**EXERCISE TASKS**.
- A) In the college-running passage, which company employed the forestry students for the summer?
- B) Rewrite the college-running passage from "I settled into" to "an engineering-physics major.", putting "dining hall" in place of "cafeteria kitchen".
[SELECTED EXTRACT]
Studying physiology and running appealed to me. My pace as a university student and athlete both improved, and prospects for actually getting a degree became promising. During my second summer, I worked up in the Maine north woods of Aroostook County again, but this time I was not alone. Far from it. I was in an old-fashioned lumber camp populated by a couple of hundred French Canadian lumber-jacks, who came across the border each summer to cut pulp-wood for the paper mills. With several other forestry students employed by the International Paper Company for the summer, I walked through the woods for five days a week with a spray-paint can. We marked trees for selective cutting. (The company later abandoned selective cutting and reverted to clear-cutting.) We awoke to the cookie’s (assistant cook’s) clanging bell at dawn, jumped out of our bunks, raced to the cook shack, and took our places on long log benches in front of tables laden with eggs, bacon, cereal, doughnuts, cake, biscuits, coffee, tea…After our gargantuan breakfast we headed into the woods, coming back out at five in the afternoon for a lumberjack meal of meat, potatoes, vegetables, pies. I rested briefly on my bunk after the big supper, then got up again, and with my boots still on ran several miles up and down the dusty road from our camp. I believe it was this active regimen that ultimately healed my back, which had not been expected to heal.

Well nourished and in excellent shape when school started in the fall, I was even more motivated because of my wrenching setback the year before. This year I flew. I was with the leaders of the pack, and my spirits soared. I joked with my team members that we were animals. We mock-growled at the starting line before a race. The better we ran, the more we all felt that the word “animal” was an accolade. Indeed, we won not only the state and Yankee Conference titles; we also got the chance to run in the Eastern Division of the Intercollegiate Amateur Athletic Conference, held in New York City that year. And wonder of wonders, we won it. We were the best team east of the Mississippi in our division. My roommate and teammate, Fred Judkins, from Upton, near my hometown, won the overall individual honors, an incredible victory. The night before our race, we ate at a restaurant on Madison Avenue. He amazed us all by consuming two servings of steak, two huge baked potatoes, and two servings of apple pie and ice cream. Fred went for doubles in everything. Later this included two tours of duty in Vietnam as a helicopter pilot.

I settled into my studies and began to tolerate the work of washing dishes in the cafeteria kitchen and my other job, collecting dirty coffee cups in the student union. To my surprise, some of the subjects were beginning to interest me, and I even managed to earn B’s instead of the usual C’s. Indeed, I soon made the dean’s list (B or better average). This was not unusual for the track athletes, but it was quite an achievement for me—I had received rejection letters from four of the five colleges I had applied to. Coach posted a write-up from the school newspaper showing that the members of our track and cross-country teams racked up the highest grade point averages of any groups on campus. David Parker, our best sprinter and state and Yankee Conference quarter-mile champion, even got straight A’s, an incredible achievement for an engineering-physics major.
[/SELECTED EXTRACT]
[DATASET EXTRACT]
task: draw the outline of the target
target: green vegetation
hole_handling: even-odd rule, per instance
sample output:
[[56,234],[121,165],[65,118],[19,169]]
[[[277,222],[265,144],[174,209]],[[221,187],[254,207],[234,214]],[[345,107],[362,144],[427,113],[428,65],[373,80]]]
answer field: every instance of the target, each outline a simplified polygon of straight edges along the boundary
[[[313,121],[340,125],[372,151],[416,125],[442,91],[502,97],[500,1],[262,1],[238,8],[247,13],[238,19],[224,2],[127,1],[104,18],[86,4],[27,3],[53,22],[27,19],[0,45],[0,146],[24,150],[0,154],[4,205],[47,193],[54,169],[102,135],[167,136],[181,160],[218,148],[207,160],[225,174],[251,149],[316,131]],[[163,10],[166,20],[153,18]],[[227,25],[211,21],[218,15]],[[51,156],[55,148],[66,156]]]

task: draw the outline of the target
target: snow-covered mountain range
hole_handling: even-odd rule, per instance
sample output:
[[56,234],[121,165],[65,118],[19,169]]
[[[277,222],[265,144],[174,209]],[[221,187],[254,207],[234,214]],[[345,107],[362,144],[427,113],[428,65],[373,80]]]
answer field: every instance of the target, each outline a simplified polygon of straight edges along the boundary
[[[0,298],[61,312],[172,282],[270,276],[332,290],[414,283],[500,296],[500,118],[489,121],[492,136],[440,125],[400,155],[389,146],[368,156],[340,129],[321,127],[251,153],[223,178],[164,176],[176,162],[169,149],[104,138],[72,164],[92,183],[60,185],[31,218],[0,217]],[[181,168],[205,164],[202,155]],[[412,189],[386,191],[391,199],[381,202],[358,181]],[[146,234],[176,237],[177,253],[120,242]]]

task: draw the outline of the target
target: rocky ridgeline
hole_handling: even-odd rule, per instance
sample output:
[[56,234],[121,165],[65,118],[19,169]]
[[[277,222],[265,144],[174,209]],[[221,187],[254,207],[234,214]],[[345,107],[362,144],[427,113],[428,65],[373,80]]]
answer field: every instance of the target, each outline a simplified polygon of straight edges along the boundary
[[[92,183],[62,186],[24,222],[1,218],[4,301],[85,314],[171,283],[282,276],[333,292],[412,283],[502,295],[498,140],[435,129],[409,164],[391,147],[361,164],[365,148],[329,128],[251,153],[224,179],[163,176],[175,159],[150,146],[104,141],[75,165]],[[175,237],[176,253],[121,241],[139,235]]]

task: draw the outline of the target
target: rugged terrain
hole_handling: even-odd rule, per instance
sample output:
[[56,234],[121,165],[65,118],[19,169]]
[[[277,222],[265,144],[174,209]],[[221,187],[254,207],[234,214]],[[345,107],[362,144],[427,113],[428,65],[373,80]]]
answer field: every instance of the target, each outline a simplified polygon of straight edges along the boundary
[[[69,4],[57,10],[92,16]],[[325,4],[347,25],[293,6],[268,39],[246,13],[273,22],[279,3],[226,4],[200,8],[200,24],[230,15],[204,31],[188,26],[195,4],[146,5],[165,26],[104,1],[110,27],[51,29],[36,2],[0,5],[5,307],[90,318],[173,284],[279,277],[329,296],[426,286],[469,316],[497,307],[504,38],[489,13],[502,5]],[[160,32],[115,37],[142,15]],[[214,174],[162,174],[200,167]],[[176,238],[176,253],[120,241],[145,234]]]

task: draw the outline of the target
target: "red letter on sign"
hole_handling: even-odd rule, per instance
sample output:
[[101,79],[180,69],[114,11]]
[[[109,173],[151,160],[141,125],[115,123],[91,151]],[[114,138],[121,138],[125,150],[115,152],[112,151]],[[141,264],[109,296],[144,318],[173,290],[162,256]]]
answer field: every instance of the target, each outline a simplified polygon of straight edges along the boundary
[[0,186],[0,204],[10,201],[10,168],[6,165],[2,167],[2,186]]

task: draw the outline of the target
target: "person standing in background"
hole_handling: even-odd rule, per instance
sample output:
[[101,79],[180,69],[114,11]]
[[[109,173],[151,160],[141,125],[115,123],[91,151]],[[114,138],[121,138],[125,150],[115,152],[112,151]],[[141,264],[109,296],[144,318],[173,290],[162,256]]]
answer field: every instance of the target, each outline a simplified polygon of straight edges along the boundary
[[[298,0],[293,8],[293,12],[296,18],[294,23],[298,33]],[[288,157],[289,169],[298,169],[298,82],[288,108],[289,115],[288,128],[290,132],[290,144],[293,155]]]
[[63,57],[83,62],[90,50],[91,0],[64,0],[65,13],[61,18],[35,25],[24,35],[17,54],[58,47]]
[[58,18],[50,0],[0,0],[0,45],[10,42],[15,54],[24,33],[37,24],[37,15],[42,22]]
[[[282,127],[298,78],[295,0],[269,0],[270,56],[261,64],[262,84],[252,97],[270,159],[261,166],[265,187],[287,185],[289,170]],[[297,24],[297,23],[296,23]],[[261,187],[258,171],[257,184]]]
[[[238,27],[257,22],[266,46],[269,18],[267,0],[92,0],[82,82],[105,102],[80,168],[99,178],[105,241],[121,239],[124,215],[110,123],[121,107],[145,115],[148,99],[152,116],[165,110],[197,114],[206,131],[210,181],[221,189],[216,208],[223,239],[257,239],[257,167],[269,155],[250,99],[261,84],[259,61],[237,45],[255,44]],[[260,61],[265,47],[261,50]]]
[/DATASET EXTRACT]
**SOLVED PROBLEMS**.
- A) The International Paper Company.

- B)
I settled into my studies and began to tolerate the work of washing dishes in the dining hall and my other job, collecting dirty coffee cups in the student union. To my surprise, some of the subjects were beginning to interest me, and I even managed to earn B’s instead of the usual C’s. Indeed, I soon made the dean’s list (B or better average). This was not unusual for the track athletes, but it was quite an achievement for me—I had received rejection letters from four of the five colleges I had applied to. Coach posted a write-up from the school newspaper showing that the members of our track and cross-country teams racked up the highest grade point averages of any groups on campus. David Parker, our best sprinter and state and Yankee Conference quarter-mile champion, even got straight A’s, an incredible achievement for an engineering-physics major.